__DIRECTIONS__
Extract word for word the lines of the listing from its start to the line holding "ceiling in the photo above.", both ends kept; pictures are not part of the copy.

__DATA SECTION__
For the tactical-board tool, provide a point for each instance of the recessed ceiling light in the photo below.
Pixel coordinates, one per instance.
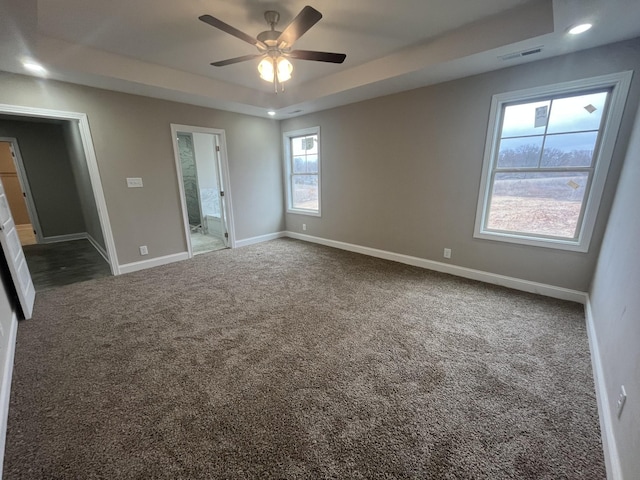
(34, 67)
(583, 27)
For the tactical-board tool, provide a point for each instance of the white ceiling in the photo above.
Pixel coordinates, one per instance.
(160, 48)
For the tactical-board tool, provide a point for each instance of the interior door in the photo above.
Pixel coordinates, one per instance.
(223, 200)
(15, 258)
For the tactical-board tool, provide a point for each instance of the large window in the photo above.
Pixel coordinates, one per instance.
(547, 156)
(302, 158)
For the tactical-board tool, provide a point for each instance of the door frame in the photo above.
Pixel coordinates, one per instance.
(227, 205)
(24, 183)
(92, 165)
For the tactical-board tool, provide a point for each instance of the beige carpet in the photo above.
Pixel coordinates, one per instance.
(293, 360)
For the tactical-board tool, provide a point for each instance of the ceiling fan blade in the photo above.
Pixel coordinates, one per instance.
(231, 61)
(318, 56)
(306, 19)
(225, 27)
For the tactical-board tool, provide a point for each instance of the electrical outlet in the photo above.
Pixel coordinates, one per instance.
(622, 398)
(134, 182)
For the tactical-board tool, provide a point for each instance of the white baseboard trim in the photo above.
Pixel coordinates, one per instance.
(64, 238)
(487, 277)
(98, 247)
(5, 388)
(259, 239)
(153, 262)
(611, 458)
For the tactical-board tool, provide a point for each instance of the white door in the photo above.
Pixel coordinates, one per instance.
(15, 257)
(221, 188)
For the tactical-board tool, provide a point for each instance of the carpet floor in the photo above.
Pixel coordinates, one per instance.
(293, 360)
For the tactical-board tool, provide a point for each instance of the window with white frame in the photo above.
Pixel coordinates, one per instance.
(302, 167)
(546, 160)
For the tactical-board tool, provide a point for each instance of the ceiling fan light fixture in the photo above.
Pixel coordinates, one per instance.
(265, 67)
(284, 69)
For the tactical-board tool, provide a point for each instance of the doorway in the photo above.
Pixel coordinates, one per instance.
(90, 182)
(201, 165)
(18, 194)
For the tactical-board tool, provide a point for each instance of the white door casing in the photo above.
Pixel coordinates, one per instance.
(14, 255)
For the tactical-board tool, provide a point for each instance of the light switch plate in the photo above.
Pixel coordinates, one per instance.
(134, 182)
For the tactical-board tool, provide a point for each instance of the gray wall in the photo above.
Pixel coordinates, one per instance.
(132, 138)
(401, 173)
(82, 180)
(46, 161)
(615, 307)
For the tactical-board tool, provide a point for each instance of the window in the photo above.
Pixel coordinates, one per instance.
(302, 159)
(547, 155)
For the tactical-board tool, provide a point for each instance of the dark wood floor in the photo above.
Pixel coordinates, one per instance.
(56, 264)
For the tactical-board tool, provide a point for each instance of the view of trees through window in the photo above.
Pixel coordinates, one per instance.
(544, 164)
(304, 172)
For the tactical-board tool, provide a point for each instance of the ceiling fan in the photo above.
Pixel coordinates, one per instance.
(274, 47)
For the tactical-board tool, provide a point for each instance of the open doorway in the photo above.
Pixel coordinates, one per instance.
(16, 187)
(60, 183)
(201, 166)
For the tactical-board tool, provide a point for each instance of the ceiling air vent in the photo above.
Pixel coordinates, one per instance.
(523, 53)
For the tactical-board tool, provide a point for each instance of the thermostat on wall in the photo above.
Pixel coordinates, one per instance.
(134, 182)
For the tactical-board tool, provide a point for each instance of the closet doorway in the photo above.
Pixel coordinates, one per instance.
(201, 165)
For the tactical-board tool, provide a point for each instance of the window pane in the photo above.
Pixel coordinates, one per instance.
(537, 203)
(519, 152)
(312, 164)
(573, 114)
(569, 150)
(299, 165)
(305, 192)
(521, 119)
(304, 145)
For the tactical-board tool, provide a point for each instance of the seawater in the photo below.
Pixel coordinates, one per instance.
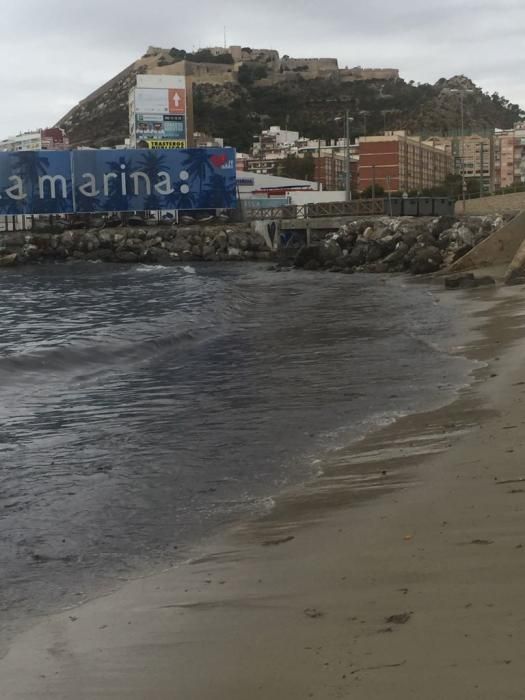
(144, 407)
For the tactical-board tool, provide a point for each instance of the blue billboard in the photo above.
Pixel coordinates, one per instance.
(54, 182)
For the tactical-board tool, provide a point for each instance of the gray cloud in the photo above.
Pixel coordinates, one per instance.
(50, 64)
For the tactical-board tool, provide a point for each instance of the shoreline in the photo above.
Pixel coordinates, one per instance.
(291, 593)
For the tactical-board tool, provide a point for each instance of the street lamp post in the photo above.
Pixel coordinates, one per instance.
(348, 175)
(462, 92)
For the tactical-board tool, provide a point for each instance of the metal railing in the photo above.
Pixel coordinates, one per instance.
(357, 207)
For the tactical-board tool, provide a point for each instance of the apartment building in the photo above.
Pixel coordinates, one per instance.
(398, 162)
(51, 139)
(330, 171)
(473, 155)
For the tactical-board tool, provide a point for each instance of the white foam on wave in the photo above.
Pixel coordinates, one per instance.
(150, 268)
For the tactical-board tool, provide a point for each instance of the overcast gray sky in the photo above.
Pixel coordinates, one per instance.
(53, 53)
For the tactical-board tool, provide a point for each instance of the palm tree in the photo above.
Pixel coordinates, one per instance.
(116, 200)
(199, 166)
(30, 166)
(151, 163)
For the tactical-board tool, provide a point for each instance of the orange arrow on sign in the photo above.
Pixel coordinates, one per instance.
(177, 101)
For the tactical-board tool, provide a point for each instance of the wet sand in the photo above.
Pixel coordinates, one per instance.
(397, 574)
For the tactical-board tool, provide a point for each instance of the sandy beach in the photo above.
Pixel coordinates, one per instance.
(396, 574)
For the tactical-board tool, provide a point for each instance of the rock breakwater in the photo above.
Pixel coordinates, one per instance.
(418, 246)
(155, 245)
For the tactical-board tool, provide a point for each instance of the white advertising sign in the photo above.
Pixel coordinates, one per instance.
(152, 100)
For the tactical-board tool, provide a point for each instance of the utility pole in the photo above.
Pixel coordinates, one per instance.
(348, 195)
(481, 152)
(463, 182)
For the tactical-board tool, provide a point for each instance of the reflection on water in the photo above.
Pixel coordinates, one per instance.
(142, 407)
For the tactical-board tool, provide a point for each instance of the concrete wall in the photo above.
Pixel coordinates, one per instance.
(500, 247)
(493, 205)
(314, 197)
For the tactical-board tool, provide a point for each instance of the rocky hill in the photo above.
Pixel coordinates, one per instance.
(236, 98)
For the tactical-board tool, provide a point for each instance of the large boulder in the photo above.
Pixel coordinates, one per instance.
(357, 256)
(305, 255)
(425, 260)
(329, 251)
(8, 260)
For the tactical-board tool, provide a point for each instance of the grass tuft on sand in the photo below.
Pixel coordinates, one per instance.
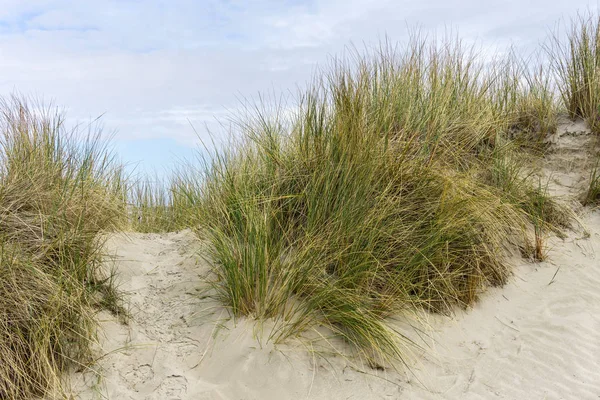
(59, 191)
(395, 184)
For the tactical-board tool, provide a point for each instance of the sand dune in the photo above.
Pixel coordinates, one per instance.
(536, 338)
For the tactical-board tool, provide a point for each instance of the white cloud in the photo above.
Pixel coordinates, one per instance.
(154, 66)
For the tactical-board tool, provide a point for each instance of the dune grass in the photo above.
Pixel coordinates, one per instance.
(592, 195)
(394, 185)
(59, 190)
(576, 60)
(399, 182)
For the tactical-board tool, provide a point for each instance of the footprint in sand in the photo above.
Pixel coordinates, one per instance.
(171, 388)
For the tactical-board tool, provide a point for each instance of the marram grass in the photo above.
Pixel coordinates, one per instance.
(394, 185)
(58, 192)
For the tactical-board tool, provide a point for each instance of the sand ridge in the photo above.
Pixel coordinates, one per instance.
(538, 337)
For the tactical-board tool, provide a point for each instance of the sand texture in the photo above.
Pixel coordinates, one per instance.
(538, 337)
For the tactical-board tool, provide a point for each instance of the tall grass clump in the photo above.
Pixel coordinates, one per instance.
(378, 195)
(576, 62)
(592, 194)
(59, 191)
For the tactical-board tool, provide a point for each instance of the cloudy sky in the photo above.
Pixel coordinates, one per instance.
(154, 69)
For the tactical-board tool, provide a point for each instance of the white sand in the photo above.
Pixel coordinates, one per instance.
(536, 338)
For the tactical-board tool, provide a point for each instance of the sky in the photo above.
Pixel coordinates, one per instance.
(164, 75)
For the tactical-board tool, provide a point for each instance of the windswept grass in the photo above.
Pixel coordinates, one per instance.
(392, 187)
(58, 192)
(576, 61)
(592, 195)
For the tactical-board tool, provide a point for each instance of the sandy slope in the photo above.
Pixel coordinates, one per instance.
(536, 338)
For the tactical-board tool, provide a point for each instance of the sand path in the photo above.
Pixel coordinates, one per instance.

__SOLUTION TO THIS EXERCISE__
For the tactical-board tool, provide a point for each instance of the recessed ceiling light in the photo below.
Pixel coordinates, one per instance.
(34, 67)
(583, 27)
For the tactical-board tool, provide a point for each instance of the white ceiling in the photo above.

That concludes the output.